** begin **

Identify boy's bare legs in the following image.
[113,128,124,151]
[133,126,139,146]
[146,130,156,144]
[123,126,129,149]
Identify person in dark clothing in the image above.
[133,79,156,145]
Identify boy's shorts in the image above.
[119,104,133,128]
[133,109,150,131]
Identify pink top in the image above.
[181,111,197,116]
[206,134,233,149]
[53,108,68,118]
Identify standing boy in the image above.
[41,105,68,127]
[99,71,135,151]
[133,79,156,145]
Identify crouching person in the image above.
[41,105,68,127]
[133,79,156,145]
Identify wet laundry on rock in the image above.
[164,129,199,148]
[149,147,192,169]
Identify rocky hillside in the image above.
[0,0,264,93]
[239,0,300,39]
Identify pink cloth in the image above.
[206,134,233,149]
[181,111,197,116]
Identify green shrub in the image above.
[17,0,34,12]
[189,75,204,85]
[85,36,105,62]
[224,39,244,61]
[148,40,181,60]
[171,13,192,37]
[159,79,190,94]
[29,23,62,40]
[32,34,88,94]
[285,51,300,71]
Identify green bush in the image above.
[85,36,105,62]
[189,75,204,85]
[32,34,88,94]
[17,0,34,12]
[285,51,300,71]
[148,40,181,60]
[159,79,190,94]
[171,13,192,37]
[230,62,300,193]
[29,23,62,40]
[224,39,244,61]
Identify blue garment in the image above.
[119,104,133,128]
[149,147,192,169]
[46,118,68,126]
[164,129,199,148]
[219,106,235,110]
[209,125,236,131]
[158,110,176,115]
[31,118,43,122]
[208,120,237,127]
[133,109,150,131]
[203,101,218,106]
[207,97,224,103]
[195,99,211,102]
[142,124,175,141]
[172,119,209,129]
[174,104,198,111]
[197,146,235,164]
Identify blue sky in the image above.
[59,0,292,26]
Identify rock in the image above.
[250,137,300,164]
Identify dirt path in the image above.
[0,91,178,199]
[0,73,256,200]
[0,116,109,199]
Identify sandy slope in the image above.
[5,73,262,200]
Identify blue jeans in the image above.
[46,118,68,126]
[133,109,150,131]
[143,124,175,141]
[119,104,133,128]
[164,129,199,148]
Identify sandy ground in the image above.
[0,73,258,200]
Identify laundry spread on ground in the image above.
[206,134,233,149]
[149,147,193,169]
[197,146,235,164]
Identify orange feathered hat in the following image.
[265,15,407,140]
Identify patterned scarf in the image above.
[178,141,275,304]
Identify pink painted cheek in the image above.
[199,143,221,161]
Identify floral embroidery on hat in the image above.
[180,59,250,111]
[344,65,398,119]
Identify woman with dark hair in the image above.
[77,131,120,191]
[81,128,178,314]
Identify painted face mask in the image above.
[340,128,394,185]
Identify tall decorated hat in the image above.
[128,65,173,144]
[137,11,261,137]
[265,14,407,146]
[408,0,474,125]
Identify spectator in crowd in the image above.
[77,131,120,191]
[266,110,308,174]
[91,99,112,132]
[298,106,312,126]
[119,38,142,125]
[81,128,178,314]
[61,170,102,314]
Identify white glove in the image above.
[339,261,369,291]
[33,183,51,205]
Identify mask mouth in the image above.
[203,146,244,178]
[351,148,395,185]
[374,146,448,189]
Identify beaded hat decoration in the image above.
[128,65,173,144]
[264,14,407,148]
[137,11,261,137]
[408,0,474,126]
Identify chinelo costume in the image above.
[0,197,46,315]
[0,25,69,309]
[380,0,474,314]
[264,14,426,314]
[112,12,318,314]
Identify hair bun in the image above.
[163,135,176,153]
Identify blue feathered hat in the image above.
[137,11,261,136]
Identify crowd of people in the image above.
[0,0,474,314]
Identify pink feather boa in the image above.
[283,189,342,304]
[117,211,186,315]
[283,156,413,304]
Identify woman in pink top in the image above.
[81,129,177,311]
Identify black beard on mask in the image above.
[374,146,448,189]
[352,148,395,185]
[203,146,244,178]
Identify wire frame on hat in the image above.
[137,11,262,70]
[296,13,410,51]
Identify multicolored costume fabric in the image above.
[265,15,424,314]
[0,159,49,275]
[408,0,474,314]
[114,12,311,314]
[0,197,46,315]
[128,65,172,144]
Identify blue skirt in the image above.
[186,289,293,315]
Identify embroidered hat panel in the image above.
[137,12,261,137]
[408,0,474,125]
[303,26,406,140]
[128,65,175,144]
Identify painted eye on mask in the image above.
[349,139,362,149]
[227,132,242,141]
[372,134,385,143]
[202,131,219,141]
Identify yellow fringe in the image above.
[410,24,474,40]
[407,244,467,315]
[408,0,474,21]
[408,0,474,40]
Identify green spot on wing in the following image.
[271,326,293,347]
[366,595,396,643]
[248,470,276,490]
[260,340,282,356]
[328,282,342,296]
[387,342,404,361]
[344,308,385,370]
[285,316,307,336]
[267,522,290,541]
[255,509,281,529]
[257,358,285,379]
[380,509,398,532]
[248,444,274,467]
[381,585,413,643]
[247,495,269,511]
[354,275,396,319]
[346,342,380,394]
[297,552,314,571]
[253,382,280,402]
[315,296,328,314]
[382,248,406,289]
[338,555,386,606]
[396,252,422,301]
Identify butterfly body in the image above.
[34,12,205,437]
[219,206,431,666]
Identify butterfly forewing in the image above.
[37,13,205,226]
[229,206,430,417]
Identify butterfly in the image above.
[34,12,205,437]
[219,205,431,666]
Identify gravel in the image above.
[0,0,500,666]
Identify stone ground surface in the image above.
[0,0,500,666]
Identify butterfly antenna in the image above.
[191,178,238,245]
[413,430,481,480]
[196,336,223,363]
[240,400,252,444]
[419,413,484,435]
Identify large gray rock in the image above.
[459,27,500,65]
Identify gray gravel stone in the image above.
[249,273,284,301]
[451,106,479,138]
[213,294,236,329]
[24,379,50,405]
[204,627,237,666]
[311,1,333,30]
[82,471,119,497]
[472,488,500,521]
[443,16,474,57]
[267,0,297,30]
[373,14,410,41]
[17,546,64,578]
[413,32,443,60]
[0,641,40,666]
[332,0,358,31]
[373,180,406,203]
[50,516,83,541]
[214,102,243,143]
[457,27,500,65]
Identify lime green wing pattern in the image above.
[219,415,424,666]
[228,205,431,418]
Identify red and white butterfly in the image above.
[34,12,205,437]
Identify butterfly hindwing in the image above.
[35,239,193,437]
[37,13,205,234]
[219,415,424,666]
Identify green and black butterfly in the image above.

** end **

__STATED PROBLEM__:
Can you arrange every line of the records above as a JSON list of strings, with one string per line and no blank lines?

__EXERCISE ANSWER__:
[
  "Identify boy's bare legs in the following image.",
  "[113,128,124,151]",
  "[133,126,139,146]",
  "[146,130,156,144]",
  "[123,126,129,149]",
  "Identify person in dark clothing in the image above.",
  "[133,79,156,145]",
  "Identify boy's shorts in the image above.",
  "[119,104,133,128]",
  "[133,109,150,131]",
  "Identify pink top in the image above.",
  "[181,111,197,116]",
  "[206,134,233,149]",
  "[53,108,68,118]",
  "Identify standing boy in the image above.",
  "[41,105,68,127]",
  "[99,71,135,151]",
  "[133,79,156,145]",
  "Identify crouching person in the image above.",
  "[41,105,68,127]",
  "[133,79,156,145]",
  "Identify wet laundry on rock in the image above.",
  "[164,129,199,148]",
  "[149,147,192,169]",
  "Identify rocky hillside in the image above.",
  "[0,0,264,93]",
  "[239,0,300,39]",
  "Identify pink cloth in the image above.",
  "[206,134,233,149]",
  "[181,111,197,116]",
  "Identify green shrub in the image above.",
  "[17,0,34,12]",
  "[189,75,204,85]",
  "[85,36,105,62]",
  "[224,39,244,61]",
  "[148,40,181,60]",
  "[171,13,192,37]",
  "[159,79,190,94]",
  "[29,23,62,40]",
  "[32,34,88,94]",
  "[285,51,300,71]",
  "Identify green bush in the image above.",
  "[85,36,105,62]",
  "[189,75,204,85]",
  "[32,34,88,94]",
  "[17,0,34,12]",
  "[285,51,300,71]",
  "[148,40,181,60]",
  "[159,79,190,94]",
  "[171,13,192,37]",
  "[230,62,300,193]",
  "[29,23,62,40]",
  "[224,39,244,61]",
  "Identify blue garment in the image above.",
  "[119,104,133,128]",
  "[149,147,192,169]",
  "[46,118,68,126]",
  "[164,129,199,148]",
  "[219,106,235,110]",
  "[209,125,236,131]",
  "[158,110,176,115]",
  "[31,118,43,122]",
  "[208,120,237,127]",
  "[133,109,150,131]",
  "[203,101,218,106]",
  "[207,97,224,103]",
  "[195,99,211,102]",
  "[142,124,175,141]",
  "[172,119,209,129]",
  "[174,104,198,111]",
  "[197,146,235,164]",
  "Identify blue sky in the image above.",
  "[59,0,292,26]",
  "Identify rock in the image above.",
  "[250,137,300,164]",
  "Identify dirt path in the image above.",
  "[0,91,178,199]",
  "[0,73,256,200]",
  "[0,116,109,199]",
  "Identify sandy slope in the image above.",
  "[5,73,262,200]",
  "Identify blue jeans in the image above.",
  "[46,118,68,126]",
  "[133,109,150,131]",
  "[143,124,175,141]",
  "[119,104,133,128]",
  "[164,129,199,148]",
  "Identify sandy ground in the image above.",
  "[0,73,258,200]",
  "Identify laundry spread on ground in the image above.",
  "[206,134,233,149]",
  "[149,147,193,169]",
  "[197,146,235,164]",
  "Identify orange feathered hat in the following image.",
  "[265,15,407,140]",
  "Identify patterned scarf in the image above.",
  "[178,141,275,304]",
  "Identify pink painted cheek in the image above.",
  "[199,143,221,161]",
  "Identify floral embroidery on hat in the image above.",
  "[180,59,250,111]",
  "[344,65,398,119]",
  "Identify woman with dark hair in the image above.",
  "[77,131,120,191]",
  "[81,128,178,314]",
  "Identify painted face mask in the image above.",
  "[340,128,394,185]",
  "Identify tall decorated hat in the image above.",
  "[128,65,173,144]",
  "[137,11,261,137]",
  "[265,14,407,146]",
  "[408,0,474,125]",
  "Identify spectator in crowd in the image above.",
  "[77,131,120,191]",
  "[266,110,308,174]",
  "[91,99,112,132]",
  "[298,106,312,126]",
  "[119,38,142,125]",
  "[81,128,178,314]",
  "[61,170,102,314]",
  "Identify white glove in the image above.",
  "[339,261,369,291]",
  "[33,183,51,205]",
  "Identify mask mouth in the image above.",
  "[203,146,244,178]",
  "[351,148,395,185]",
  "[374,146,448,189]",
  "Identify beaded hat decoration in the image above.",
  "[128,65,173,144]",
  "[264,14,407,148]",
  "[137,11,261,137]",
  "[408,0,474,126]",
  "Identify chinelo costume in the image above.",
  "[0,197,46,315]",
  "[0,25,69,309]",
  "[380,0,474,314]",
  "[264,14,426,314]",
  "[112,12,318,314]",
  "Identify hair bun in the image above.",
  "[163,135,176,153]",
  "Identify blue feathered hat in the image above.",
  "[137,11,261,136]",
  "Identify crowd of people in the image above.",
  "[0,0,474,314]",
  "Identify pink feather boa in the image above.",
  "[283,189,342,304]",
  "[117,211,186,315]",
  "[283,156,413,304]",
  "Identify woman in pink top in the image above.",
  "[81,129,177,311]",
  "Identify black beard on mask in the image above.",
  "[374,146,448,189]",
  "[352,148,395,185]",
  "[203,146,244,178]",
  "Identify wire frame on hat in the image above.",
  "[137,11,262,70]",
  "[296,13,410,51]",
  "Identify multicolored costume fabric in the image above.",
  "[265,15,424,314]",
  "[0,159,49,275]",
  "[408,0,474,314]",
  "[114,12,311,314]",
  "[0,197,46,315]",
  "[128,65,172,144]",
  "Identify blue skirt in the image above.",
  "[186,289,293,315]",
  "Identify embroidered hat panel in the image above.",
  "[137,12,261,137]",
  "[408,0,474,125]",
  "[303,26,406,140]",
  "[128,65,175,144]",
  "Identify painted eye on mask in the image above.",
  "[349,139,362,149]",
  "[227,132,242,141]",
  "[372,134,385,143]",
  "[202,131,219,141]",
  "Identify yellow fringe in the image above.",
  "[410,24,474,40]",
  "[407,244,467,315]",
  "[408,0,474,21]",
  "[408,0,474,40]",
  "Identify green spot on wing in the following image.",
  "[271,326,293,347]",
  "[366,595,396,643]",
  "[248,470,276,490]",
  "[260,340,282,356]",
  "[328,282,342,296]",
  "[387,342,404,361]",
  "[344,308,385,370]",
  "[285,316,307,336]",
  "[267,522,290,541]",
  "[255,509,281,529]",
  "[257,358,285,379]",
  "[380,509,398,532]",
  "[248,444,274,467]",
  "[381,585,413,643]",
  "[247,495,269,511]",
  "[354,275,396,319]",
  "[346,342,380,394]",
  "[297,552,314,571]",
  "[253,382,280,402]",
  "[315,296,328,314]",
  "[382,248,406,289]",
  "[338,555,386,606]",
  "[396,252,422,301]",
  "Identify butterfly body in the image above.",
  "[34,12,205,437]",
  "[219,206,431,666]",
  "Identify butterfly forewing in the image above.",
  "[37,13,205,226]",
  "[229,206,430,417]",
  "Identify butterfly in the image above.",
  "[34,12,205,437]",
  "[219,205,431,666]",
  "Identify gravel in the image above.",
  "[0,0,500,666]",
  "Identify stone ground surface in the image above.",
  "[0,0,500,666]",
  "Identify butterfly antenna in the image above.",
  "[191,178,238,245]",
  "[413,430,481,480]",
  "[196,336,223,363]",
  "[240,400,252,444]",
  "[419,413,484,435]",
  "Identify large gray rock in the image above.",
  "[459,27,500,65]",
  "Identify gray gravel stone in the image above.",
  "[249,273,284,301]",
  "[451,106,479,138]",
  "[213,294,236,329]",
  "[24,379,50,405]",
  "[204,627,237,666]",
  "[311,1,333,30]",
  "[82,471,119,497]",
  "[472,488,500,521]",
  "[443,16,474,57]",
  "[267,0,297,30]",
  "[373,14,410,41]",
  "[17,546,64,578]",
  "[413,32,443,60]",
  "[0,641,40,666]",
  "[332,0,358,31]",
  "[373,180,406,203]",
  "[50,516,83,541]",
  "[214,102,243,143]",
  "[457,27,500,65]",
  "Identify lime green wing pattern in the image above.",
  "[219,415,424,666]",
  "[228,205,431,418]",
  "Identify red and white butterfly in the image above.",
  "[34,12,205,437]",
  "Identify butterfly hindwing in the image above.",
  "[35,239,193,437]",
  "[37,13,205,234]",
  "[219,415,424,666]",
  "Identify green and black butterfly in the image above."
]